- **EXERCISE PROMPT**:
In the listing, start at the line containing "face</item>, I would be grateful." and end after the line containing "117L175 117L175 48L88". Rewrite those lines with "loose rock rubble" changed to "scattered stone debris" and everything else left the same.

[Shape annotation entries]
'''

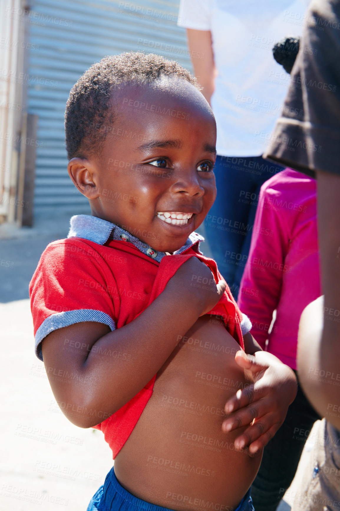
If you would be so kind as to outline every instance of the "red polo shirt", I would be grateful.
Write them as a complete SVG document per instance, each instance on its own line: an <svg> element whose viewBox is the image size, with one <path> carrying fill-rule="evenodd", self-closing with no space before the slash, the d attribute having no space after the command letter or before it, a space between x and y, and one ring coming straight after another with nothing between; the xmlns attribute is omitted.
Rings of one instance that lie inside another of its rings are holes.
<svg viewBox="0 0 340 511"><path fill-rule="evenodd" d="M221 278L215 262L199 252L202 239L196 233L167 256L113 224L87 215L72 217L69 237L47 246L30 285L36 353L40 360L42 340L57 329L93 321L114 330L133 321L190 257L205 262L216 281ZM243 347L242 315L228 287L211 312L222 316L228 331ZM249 331L251 326L247 326ZM69 349L69 342L65 339L61 349ZM124 356L114 350L106 354ZM96 426L104 433L114 458L150 399L155 379L155 375L128 403ZM98 416L98 422L103 418Z"/></svg>

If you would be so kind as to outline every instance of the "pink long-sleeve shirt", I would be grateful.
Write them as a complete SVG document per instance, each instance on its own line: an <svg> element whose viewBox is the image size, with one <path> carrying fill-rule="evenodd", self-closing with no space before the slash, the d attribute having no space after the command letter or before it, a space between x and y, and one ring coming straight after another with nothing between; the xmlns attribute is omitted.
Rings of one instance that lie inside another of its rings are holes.
<svg viewBox="0 0 340 511"><path fill-rule="evenodd" d="M238 303L261 347L268 338L267 351L293 369L301 313L321 294L319 257L315 180L286 169L261 188Z"/></svg>

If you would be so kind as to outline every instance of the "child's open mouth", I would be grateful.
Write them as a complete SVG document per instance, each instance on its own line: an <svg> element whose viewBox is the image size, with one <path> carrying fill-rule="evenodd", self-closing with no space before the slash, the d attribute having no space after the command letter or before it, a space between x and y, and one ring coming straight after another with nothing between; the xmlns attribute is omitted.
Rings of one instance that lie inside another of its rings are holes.
<svg viewBox="0 0 340 511"><path fill-rule="evenodd" d="M185 225L189 218L191 218L193 213L183 213L179 211L159 212L157 216L160 220L173 225Z"/></svg>

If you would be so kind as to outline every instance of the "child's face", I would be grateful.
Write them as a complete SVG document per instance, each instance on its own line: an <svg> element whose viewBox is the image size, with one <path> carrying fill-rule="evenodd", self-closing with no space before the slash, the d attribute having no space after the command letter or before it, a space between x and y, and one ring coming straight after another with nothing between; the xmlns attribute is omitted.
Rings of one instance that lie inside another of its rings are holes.
<svg viewBox="0 0 340 511"><path fill-rule="evenodd" d="M88 158L95 188L90 194L82 190L93 215L158 251L182 246L216 196L215 119L201 94L180 81L179 91L166 82L156 90L125 86L115 95L118 116L100 156ZM175 213L174 225L169 214Z"/></svg>

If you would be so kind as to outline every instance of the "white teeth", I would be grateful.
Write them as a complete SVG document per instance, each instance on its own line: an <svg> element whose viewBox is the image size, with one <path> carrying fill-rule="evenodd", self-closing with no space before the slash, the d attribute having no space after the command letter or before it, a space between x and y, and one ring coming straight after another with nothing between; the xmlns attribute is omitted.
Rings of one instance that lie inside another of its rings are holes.
<svg viewBox="0 0 340 511"><path fill-rule="evenodd" d="M185 225L189 218L191 218L193 213L182 213L179 212L160 211L157 216L160 220L173 225Z"/></svg>

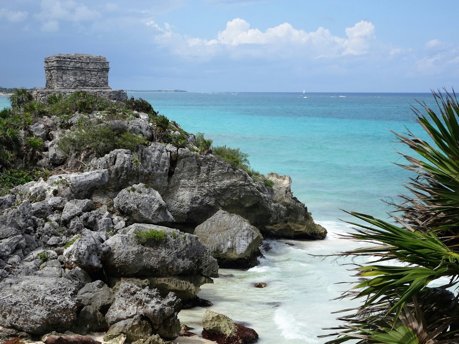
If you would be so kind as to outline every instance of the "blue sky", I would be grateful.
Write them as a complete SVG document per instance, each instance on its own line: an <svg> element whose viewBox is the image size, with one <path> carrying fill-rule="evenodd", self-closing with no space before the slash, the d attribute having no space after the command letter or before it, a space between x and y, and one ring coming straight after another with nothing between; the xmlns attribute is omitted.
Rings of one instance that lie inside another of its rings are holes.
<svg viewBox="0 0 459 344"><path fill-rule="evenodd" d="M459 89L457 0L0 2L0 86L43 87L43 58L101 55L113 88Z"/></svg>

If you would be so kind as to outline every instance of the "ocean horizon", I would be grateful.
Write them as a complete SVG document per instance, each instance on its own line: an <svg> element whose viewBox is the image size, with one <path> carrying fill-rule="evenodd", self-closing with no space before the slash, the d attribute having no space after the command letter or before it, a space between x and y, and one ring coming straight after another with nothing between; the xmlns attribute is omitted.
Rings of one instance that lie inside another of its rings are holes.
<svg viewBox="0 0 459 344"><path fill-rule="evenodd" d="M330 301L348 288L350 272L326 255L358 244L338 239L352 230L341 209L386 218L410 174L393 162L409 152L390 130L421 133L410 109L414 100L435 104L430 93L128 92L187 131L205 133L215 145L239 148L265 174L288 175L294 196L329 231L323 241L270 240L272 249L248 271L220 269L198 294L213 310L244 322L260 344L319 344L322 327L338 322L351 301ZM307 97L307 98L304 98ZM7 105L0 96L0 108ZM418 104L418 108L420 106ZM294 246L285 244L286 243ZM264 282L260 289L253 283ZM182 322L199 331L205 308L182 311ZM196 331L195 331L196 332Z"/></svg>

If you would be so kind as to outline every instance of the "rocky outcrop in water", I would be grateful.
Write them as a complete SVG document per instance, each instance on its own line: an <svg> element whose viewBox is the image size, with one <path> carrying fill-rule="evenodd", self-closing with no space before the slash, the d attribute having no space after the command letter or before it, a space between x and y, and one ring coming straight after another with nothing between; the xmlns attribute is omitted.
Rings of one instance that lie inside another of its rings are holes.
<svg viewBox="0 0 459 344"><path fill-rule="evenodd" d="M204 313L202 327L202 338L218 344L249 344L256 342L258 337L255 330L209 310Z"/></svg>
<svg viewBox="0 0 459 344"><path fill-rule="evenodd" d="M112 344L167 342L180 332L182 301L186 308L212 305L197 294L218 277L219 263L256 265L263 236L325 237L293 197L288 176L254 179L210 149L200 151L172 121L174 144L150 142L165 137L153 113L43 117L28 128L48 149L39 164L55 169L0 197L0 326L8 335L107 331ZM60 140L83 120L101 122L114 135L131 133L142 144L101 157L66 155ZM257 338L206 314L209 324L231 330L206 325L203 333L213 340Z"/></svg>
<svg viewBox="0 0 459 344"><path fill-rule="evenodd" d="M251 267L261 255L260 231L239 215L219 210L196 227L195 234L218 260L220 267Z"/></svg>

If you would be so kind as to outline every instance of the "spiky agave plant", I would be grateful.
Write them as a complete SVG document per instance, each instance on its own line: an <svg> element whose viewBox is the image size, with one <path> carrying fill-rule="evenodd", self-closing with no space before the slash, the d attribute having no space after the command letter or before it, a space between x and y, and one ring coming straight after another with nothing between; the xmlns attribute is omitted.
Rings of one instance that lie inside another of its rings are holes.
<svg viewBox="0 0 459 344"><path fill-rule="evenodd" d="M43 140L35 136L28 137L24 140L22 150L26 163L33 165L43 157Z"/></svg>
<svg viewBox="0 0 459 344"><path fill-rule="evenodd" d="M355 268L357 285L341 297L361 299L362 304L340 311L353 312L328 329L337 330L328 335L337 336L329 344L356 338L361 344L459 343L458 296L446 290L459 283L459 106L453 92L433 94L439 115L425 104L426 115L413 110L434 143L411 132L396 133L421 156L403 155L410 164L400 166L418 175L407 185L414 195L394 205L397 224L350 213L367 224L351 222L356 232L345 238L372 245L339 255L373 261ZM428 286L442 277L449 282Z"/></svg>
<svg viewBox="0 0 459 344"><path fill-rule="evenodd" d="M24 105L34 100L32 94L27 89L16 89L12 94L8 97L8 100L13 108L22 107Z"/></svg>

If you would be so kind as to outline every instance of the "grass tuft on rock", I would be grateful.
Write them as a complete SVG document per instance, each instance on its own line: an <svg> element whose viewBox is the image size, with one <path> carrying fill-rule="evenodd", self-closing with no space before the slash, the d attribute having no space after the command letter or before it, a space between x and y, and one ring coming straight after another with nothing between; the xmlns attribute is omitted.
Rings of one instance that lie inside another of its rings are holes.
<svg viewBox="0 0 459 344"><path fill-rule="evenodd" d="M153 246L166 240L166 231L151 228L146 231L134 232L137 243L144 246Z"/></svg>

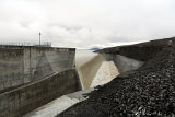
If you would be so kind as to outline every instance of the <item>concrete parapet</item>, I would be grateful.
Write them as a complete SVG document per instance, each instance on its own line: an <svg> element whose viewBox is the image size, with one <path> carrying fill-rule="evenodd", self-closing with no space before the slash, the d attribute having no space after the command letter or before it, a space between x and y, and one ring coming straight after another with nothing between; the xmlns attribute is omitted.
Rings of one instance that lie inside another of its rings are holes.
<svg viewBox="0 0 175 117"><path fill-rule="evenodd" d="M63 94L79 90L80 82L74 69L51 74L0 94L0 117L21 117Z"/></svg>
<svg viewBox="0 0 175 117"><path fill-rule="evenodd" d="M74 68L74 48L0 48L0 93Z"/></svg>

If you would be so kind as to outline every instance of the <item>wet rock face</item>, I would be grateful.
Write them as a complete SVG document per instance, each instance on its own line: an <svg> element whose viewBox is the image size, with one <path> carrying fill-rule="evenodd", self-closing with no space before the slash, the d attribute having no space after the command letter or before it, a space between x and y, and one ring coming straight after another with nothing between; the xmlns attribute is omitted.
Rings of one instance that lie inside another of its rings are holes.
<svg viewBox="0 0 175 117"><path fill-rule="evenodd" d="M174 117L175 48L165 48L139 70L97 87L59 116Z"/></svg>

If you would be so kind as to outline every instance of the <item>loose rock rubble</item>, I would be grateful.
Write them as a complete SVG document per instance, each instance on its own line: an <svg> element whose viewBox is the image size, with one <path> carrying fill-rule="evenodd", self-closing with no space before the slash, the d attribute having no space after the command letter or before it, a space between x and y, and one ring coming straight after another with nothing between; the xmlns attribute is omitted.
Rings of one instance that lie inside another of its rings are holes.
<svg viewBox="0 0 175 117"><path fill-rule="evenodd" d="M61 117L175 117L175 48L88 94Z"/></svg>

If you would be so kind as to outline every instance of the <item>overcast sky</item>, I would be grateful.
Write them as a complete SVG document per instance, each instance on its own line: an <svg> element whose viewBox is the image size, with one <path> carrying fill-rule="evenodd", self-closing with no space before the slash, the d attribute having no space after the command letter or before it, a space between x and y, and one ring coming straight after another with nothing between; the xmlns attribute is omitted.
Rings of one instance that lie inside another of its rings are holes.
<svg viewBox="0 0 175 117"><path fill-rule="evenodd" d="M175 36L175 0L0 0L0 43L89 48Z"/></svg>

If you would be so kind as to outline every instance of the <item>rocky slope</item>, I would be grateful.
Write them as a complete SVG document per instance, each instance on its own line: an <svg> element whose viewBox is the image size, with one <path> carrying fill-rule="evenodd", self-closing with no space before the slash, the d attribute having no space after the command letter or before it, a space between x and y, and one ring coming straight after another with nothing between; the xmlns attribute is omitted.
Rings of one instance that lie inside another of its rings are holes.
<svg viewBox="0 0 175 117"><path fill-rule="evenodd" d="M175 48L165 47L137 71L117 77L88 94L60 117L173 117Z"/></svg>

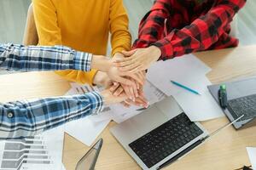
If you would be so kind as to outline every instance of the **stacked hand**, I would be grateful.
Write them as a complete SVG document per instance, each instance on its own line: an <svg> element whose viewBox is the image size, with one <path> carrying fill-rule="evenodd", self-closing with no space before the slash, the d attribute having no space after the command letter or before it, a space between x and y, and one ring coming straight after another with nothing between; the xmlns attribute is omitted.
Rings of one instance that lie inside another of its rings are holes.
<svg viewBox="0 0 256 170"><path fill-rule="evenodd" d="M145 71L156 62L161 55L161 51L155 46L146 48L137 48L130 52L124 51L125 58L116 59L114 65L124 72L136 73Z"/></svg>
<svg viewBox="0 0 256 170"><path fill-rule="evenodd" d="M125 106L136 105L148 107L148 103L143 92L146 81L145 70L157 61L160 54L160 48L150 46L129 52L124 51L122 54L118 53L113 56L110 64L109 60L107 61L106 59L96 58L93 65L103 68L102 71L107 73L105 74L109 79L109 81L104 81L104 84L109 87L108 92L111 93L111 95L108 95L105 92L108 99L116 97L113 101L122 101ZM97 76L98 75L96 78Z"/></svg>

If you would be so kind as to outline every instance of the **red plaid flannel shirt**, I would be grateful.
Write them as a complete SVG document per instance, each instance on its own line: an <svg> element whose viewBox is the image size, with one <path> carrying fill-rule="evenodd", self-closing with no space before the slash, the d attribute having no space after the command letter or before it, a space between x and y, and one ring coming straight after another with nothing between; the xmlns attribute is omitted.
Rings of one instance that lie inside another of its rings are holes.
<svg viewBox="0 0 256 170"><path fill-rule="evenodd" d="M230 22L246 0L156 0L140 23L133 48L159 47L160 60L238 45Z"/></svg>

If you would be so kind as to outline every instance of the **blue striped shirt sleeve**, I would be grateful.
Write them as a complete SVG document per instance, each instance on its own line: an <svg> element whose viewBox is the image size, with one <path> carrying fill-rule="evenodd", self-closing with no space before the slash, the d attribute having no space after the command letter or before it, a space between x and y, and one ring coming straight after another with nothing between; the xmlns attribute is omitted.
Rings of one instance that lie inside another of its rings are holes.
<svg viewBox="0 0 256 170"><path fill-rule="evenodd" d="M97 92L0 104L0 139L33 136L102 109Z"/></svg>
<svg viewBox="0 0 256 170"><path fill-rule="evenodd" d="M63 46L0 44L0 67L20 71L79 70L90 71L92 54Z"/></svg>

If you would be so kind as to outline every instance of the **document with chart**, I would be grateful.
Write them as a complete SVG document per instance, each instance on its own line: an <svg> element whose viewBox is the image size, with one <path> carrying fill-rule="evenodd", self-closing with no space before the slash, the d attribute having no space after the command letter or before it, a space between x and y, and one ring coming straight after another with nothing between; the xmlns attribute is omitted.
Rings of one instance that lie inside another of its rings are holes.
<svg viewBox="0 0 256 170"><path fill-rule="evenodd" d="M0 142L0 170L62 170L63 128Z"/></svg>

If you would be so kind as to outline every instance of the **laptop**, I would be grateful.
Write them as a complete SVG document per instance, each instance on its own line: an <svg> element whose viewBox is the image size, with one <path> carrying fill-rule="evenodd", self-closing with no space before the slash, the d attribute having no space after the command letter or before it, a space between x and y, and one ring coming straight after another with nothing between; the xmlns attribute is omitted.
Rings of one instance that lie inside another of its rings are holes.
<svg viewBox="0 0 256 170"><path fill-rule="evenodd" d="M75 170L94 170L102 143L103 139L100 139L79 161Z"/></svg>
<svg viewBox="0 0 256 170"><path fill-rule="evenodd" d="M110 131L143 169L153 170L177 161L234 122L209 134L168 97Z"/></svg>

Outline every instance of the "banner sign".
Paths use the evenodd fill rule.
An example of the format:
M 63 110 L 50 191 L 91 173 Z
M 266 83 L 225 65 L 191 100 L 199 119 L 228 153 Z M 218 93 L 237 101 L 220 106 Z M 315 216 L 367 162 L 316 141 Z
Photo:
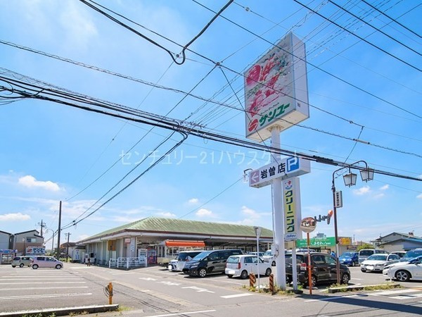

'''

- **SOLUTION FOR THIS PROBLEM**:
If you would be so kind as to outline every instance of the <item>wet rock face</item>, I would be grateful.
Write them as a complete SVG document per instance, each instance on its own line: an <svg> element whose viewBox is the image size, with one <path> carrying fill-rule="evenodd", self-closing with no space before the slash, the d attribute having no space after the command letter or before it, a space between x and y, and one ring coming straight after another with nothing between; the xmlns attribute is omitted.
Rings of one instance that lie inside another of its rings are holes.
<svg viewBox="0 0 175 117"><path fill-rule="evenodd" d="M174 117L175 48L165 48L139 70L97 87L59 116Z"/></svg>

If you would be so kind as to outline every instance of the <item>scattered stone debris</item>, I would be grateful.
Write them as a complete SVG document per instance, each instance on its own line: an <svg> element whose viewBox is the image size, with one <path> carrying fill-rule="evenodd", self-closing with no space before the slash, the d attribute having no space after the command letter or before it, a space between x and y, and one ring coming straight after another with nothing between; the xmlns attribute is omitted.
Rings of one instance that lie inside another of its rings are holes.
<svg viewBox="0 0 175 117"><path fill-rule="evenodd" d="M61 117L175 117L175 48L88 94Z"/></svg>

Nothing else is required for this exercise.